THE PROBLEM = Your reply must be the number of lines in the entries that hold the word "below", and nothing else.

[Natural-language object grounding data]
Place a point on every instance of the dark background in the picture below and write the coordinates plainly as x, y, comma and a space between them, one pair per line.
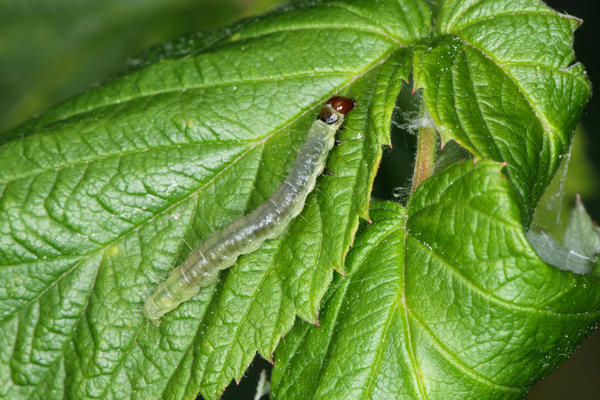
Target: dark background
52, 49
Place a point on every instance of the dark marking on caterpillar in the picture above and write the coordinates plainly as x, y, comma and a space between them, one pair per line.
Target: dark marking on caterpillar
268, 221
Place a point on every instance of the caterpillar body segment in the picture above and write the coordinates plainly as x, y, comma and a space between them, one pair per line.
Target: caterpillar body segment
269, 220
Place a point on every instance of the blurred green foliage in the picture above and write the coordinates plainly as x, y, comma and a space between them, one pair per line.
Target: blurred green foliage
53, 49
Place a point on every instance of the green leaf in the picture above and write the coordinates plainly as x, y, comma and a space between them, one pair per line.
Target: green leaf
100, 197
52, 49
502, 81
443, 300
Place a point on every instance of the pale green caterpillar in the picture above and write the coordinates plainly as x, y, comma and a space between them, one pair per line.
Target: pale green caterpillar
246, 235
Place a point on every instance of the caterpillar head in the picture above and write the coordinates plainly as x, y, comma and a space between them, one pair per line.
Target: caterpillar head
335, 109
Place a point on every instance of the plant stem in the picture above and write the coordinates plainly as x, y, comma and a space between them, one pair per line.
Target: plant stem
425, 159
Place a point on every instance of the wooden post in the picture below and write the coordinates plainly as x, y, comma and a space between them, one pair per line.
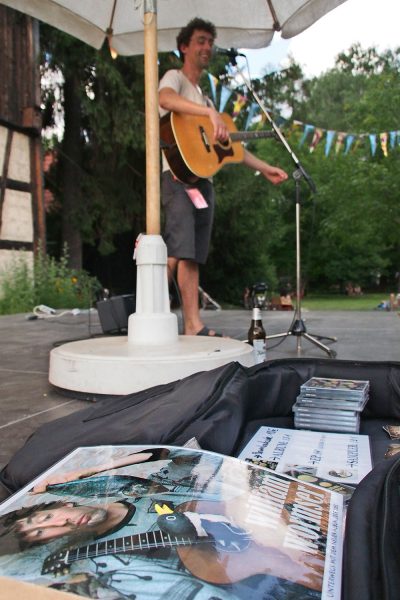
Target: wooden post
152, 119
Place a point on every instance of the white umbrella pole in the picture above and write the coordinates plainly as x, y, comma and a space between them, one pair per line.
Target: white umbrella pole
152, 120
152, 323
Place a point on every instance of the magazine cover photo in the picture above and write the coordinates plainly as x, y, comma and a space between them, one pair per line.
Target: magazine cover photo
116, 522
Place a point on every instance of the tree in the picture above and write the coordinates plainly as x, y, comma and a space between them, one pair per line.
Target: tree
100, 178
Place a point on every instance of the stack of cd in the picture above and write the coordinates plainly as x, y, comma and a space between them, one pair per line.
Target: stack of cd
331, 404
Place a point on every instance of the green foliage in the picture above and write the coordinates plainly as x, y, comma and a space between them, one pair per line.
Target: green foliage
349, 229
48, 281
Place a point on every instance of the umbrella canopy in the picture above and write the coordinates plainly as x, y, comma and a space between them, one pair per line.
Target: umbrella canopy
142, 26
240, 23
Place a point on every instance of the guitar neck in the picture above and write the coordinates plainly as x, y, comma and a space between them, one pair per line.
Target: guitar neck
129, 543
240, 136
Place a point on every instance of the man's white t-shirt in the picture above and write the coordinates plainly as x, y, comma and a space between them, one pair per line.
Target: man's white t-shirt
175, 79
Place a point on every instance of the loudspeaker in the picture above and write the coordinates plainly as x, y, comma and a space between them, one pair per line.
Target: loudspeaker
114, 313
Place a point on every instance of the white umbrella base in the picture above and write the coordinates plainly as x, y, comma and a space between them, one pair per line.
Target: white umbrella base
112, 366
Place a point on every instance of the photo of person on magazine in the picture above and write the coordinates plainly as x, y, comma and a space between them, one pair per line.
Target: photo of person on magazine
158, 545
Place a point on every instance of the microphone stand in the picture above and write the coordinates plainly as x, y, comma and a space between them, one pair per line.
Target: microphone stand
297, 328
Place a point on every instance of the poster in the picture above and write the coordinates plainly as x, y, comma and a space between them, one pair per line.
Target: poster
118, 522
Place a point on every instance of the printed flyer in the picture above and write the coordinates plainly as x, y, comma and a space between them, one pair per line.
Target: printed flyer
118, 522
311, 455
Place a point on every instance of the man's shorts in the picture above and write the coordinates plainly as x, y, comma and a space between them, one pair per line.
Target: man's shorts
187, 229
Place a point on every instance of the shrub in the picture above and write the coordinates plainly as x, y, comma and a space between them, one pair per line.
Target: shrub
49, 281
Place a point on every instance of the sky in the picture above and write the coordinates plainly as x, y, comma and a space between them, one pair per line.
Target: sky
369, 22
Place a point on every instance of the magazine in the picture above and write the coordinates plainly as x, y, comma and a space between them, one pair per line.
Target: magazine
143, 522
314, 456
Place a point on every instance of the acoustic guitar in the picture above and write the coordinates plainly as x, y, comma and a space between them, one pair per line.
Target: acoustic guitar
191, 153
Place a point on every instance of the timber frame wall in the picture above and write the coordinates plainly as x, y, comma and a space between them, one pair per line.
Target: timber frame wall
22, 218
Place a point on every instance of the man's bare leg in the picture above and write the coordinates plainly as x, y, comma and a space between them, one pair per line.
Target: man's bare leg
188, 281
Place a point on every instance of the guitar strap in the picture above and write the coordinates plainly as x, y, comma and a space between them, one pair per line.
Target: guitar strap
196, 197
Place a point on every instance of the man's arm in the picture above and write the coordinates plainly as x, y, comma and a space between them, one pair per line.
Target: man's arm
274, 174
170, 100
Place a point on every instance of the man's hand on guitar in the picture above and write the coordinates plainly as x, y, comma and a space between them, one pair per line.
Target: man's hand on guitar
274, 174
221, 131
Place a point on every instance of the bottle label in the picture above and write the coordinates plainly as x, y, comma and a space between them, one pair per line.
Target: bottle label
259, 351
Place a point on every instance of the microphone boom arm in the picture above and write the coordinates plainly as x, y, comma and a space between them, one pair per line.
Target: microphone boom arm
277, 131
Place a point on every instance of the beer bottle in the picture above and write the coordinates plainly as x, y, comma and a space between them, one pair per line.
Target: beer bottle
256, 336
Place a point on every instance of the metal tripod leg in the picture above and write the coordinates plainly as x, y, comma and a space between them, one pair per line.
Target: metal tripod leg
314, 340
323, 337
299, 330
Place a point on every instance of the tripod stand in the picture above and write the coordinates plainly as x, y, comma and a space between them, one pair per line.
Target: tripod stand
298, 327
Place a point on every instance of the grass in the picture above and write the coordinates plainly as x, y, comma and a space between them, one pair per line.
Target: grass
47, 281
336, 302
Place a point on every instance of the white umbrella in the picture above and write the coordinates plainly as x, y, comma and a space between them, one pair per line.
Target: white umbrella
143, 26
154, 354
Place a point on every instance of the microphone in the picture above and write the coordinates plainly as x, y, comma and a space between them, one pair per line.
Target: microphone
231, 53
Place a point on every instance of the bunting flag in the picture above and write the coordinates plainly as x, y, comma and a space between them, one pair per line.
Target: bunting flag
226, 93
253, 109
238, 105
344, 140
349, 141
339, 141
213, 86
329, 139
372, 141
316, 138
383, 140
307, 130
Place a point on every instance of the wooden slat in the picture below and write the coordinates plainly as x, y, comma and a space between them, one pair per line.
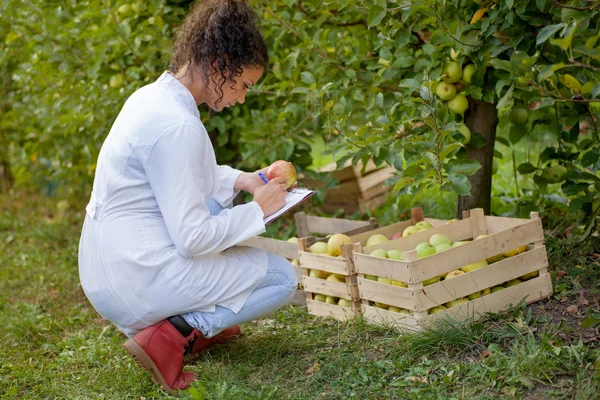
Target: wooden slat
335, 265
328, 288
532, 290
378, 316
477, 250
386, 294
499, 224
472, 282
329, 310
459, 230
279, 247
322, 225
370, 265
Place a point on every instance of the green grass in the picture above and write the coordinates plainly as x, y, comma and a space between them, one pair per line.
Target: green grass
55, 346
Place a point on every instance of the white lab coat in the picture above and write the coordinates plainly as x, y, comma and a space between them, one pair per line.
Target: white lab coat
149, 248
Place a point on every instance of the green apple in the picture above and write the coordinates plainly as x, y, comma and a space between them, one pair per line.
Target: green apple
437, 239
458, 104
423, 225
376, 239
387, 281
318, 248
466, 132
395, 255
442, 247
433, 280
475, 266
451, 304
555, 174
496, 289
426, 251
320, 297
334, 278
436, 309
344, 303
454, 274
529, 275
335, 242
379, 253
468, 72
445, 91
453, 72
518, 116
410, 230
422, 246
513, 282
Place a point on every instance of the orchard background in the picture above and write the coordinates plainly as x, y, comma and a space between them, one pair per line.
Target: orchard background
347, 80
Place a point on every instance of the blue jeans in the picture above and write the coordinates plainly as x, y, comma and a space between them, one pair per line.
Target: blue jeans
275, 291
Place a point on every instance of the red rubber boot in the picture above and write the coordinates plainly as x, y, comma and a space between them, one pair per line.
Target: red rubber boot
228, 334
160, 349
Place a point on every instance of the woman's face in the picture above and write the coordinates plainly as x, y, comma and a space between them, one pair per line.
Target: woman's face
234, 93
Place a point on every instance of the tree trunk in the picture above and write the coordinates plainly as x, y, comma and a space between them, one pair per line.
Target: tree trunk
481, 118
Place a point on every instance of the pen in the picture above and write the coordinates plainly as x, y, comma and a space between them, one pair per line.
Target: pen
263, 177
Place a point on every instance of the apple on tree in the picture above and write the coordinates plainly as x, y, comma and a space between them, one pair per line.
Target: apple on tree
283, 169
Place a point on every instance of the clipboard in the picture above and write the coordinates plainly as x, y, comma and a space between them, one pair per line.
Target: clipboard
294, 197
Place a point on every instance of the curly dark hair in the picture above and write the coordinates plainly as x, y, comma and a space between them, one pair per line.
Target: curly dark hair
221, 37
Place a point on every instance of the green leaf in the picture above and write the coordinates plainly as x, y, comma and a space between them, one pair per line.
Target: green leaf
596, 91
307, 78
329, 105
460, 184
547, 31
376, 14
526, 168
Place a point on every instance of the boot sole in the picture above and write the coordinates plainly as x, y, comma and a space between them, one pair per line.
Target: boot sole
143, 360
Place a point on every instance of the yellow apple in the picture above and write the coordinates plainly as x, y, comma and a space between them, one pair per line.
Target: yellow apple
376, 239
335, 242
318, 248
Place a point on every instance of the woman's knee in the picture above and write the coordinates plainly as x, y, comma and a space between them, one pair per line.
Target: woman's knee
285, 274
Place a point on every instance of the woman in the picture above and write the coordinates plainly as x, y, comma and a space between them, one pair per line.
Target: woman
156, 255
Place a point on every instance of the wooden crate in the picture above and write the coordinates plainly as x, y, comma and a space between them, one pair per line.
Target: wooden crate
504, 234
342, 265
304, 225
356, 190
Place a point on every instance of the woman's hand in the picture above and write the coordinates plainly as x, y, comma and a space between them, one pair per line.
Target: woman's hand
271, 197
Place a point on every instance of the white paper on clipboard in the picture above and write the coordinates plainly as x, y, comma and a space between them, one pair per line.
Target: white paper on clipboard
294, 197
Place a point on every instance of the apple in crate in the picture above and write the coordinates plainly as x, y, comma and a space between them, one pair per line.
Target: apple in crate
282, 169
376, 239
335, 242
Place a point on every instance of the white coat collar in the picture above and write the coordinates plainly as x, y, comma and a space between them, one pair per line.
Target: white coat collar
179, 91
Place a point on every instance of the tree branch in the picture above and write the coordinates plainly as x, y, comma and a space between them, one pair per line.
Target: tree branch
556, 3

OUTPUT OF THE EXERCISE = 3